Task material =>
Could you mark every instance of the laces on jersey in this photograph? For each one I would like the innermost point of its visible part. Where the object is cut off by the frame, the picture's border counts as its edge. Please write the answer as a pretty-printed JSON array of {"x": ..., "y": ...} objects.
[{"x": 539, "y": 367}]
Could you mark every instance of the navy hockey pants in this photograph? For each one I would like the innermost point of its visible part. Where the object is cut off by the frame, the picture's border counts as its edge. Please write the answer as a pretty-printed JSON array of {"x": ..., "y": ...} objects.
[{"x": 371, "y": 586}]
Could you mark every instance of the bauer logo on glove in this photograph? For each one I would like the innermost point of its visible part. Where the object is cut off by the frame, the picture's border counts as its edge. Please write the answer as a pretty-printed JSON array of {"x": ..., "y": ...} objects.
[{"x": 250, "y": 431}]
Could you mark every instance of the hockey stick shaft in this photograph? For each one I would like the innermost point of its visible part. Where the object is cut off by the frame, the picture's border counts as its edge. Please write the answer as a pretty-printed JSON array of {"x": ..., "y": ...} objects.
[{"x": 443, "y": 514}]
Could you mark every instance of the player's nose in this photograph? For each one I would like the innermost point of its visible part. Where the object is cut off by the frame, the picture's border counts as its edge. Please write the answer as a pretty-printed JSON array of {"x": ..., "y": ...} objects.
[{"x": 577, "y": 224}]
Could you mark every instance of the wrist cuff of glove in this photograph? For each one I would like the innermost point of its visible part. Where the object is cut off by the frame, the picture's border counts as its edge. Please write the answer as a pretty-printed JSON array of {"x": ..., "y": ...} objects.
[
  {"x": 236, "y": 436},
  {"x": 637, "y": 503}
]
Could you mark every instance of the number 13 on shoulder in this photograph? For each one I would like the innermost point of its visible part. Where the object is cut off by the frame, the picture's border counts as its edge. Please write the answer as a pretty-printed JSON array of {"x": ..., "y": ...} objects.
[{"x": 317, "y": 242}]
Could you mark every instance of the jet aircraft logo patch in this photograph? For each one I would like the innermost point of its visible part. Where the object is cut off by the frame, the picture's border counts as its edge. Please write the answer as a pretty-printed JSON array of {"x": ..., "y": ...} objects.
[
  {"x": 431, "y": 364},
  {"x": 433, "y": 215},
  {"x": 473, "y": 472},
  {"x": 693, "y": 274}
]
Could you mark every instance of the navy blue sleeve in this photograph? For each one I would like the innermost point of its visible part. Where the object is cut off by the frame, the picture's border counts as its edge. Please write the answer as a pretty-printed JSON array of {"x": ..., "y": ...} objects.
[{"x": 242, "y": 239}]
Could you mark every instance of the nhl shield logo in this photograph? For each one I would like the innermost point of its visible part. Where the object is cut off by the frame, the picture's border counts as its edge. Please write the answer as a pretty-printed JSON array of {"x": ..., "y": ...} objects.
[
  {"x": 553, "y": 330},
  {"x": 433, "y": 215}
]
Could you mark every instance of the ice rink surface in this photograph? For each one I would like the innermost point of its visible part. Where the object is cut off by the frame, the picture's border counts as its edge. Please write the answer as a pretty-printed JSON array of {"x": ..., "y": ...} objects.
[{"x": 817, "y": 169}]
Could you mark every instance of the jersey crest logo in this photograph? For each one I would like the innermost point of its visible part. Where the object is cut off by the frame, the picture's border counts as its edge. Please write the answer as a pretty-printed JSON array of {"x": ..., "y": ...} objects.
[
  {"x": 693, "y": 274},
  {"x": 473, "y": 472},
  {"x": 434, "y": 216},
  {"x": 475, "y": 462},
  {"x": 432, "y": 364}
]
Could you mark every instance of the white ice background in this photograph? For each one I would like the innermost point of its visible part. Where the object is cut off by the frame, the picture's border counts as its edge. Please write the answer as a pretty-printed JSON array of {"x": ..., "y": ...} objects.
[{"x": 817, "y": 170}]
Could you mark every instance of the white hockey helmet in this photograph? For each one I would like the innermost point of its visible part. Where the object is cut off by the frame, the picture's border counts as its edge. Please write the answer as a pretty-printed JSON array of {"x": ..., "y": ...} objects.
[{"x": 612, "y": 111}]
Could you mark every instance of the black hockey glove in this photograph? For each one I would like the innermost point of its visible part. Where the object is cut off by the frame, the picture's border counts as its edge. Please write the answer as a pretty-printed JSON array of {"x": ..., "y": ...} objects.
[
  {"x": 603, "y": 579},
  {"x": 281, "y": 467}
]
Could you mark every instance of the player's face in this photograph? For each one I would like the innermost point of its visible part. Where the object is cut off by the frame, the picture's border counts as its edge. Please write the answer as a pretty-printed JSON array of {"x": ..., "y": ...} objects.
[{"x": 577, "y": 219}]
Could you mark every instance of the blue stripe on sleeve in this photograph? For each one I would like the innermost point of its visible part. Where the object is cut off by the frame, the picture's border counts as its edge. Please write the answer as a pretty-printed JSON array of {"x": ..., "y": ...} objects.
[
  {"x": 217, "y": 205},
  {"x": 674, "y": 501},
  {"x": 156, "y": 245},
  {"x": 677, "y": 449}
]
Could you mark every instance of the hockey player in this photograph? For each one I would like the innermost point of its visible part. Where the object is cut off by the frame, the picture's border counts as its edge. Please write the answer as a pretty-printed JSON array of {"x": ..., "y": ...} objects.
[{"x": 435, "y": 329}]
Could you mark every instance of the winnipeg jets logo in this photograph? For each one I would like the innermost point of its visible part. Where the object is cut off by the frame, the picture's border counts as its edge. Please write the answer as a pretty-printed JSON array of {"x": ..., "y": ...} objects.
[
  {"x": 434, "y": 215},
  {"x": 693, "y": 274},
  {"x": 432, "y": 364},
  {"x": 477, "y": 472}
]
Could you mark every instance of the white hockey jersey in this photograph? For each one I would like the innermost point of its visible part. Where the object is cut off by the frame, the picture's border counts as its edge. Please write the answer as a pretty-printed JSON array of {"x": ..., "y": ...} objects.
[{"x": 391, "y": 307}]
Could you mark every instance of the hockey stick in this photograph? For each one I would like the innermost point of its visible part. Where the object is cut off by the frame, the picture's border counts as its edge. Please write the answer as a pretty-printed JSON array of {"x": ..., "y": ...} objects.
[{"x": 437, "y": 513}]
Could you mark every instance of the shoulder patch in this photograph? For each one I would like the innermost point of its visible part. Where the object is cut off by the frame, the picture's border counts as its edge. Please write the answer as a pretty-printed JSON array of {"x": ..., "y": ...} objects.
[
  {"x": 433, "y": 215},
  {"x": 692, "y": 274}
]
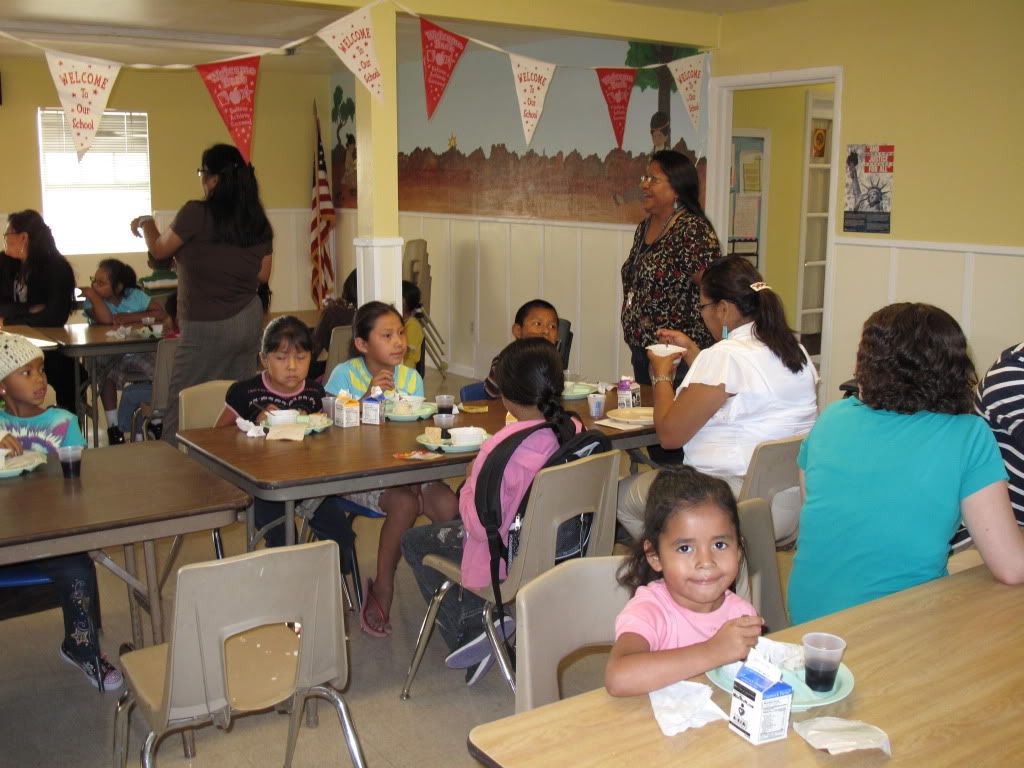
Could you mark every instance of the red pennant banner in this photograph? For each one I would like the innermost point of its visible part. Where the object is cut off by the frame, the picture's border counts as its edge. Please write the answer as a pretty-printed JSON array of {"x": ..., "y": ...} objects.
[
  {"x": 232, "y": 87},
  {"x": 616, "y": 85},
  {"x": 441, "y": 50}
]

What to work on =>
Starting with the line that contains "Could you mark every instance of the winnipeg", give the lines again exactly as they appear through the last line of the data, pictures excluded.

Your solution =>
Could you mark every instance of the winnipeg jets logo in this photograph? For each one I would like the innermost point of its visible part. Where the object is cut off by the frame, the picture's border counts as its edge. Please write the answer as a pretty-printed JSON array of {"x": ..., "y": ...} objects.
[
  {"x": 434, "y": 215},
  {"x": 693, "y": 274},
  {"x": 432, "y": 364},
  {"x": 477, "y": 472}
]
Could you mark every instance of the white hockey jersey in this photograph? For each one I would like the innermost point of its visible part. Where the object is cut off by the frame, the picture's border counts as its edge. Please write the answer as a pretty-printed JSON array of {"x": ..., "y": ...} objects.
[{"x": 391, "y": 307}]
Could you mark every instance of the hockey stick in this photograph? For each one I would like the innermost point of its visible part. Where the object is cut off by the frame, the picture's border counts as its edge. Please write the answer as a pretty-printed JSON array of {"x": ..., "y": ...} objects.
[{"x": 437, "y": 513}]
Could you mark every instance of the shoulder patch in this photograph? For each one I would like the innermost point of its visible part. Where the object is cut off by the frame, the picture's border counts as its edge. Please write the answer as a pretty-printed JSON array of {"x": ..., "y": ...} objects.
[
  {"x": 433, "y": 215},
  {"x": 692, "y": 274}
]
Could you mark every instance of the red pennant banner in this photograph? For each one I would like the innermost point of its visible part. Where the object is cut off by the frame, the picture's border counts as its edge. Please write the answer as a pretty-printed JSON array of {"x": ..., "y": ...} objects.
[
  {"x": 232, "y": 87},
  {"x": 616, "y": 85},
  {"x": 441, "y": 50}
]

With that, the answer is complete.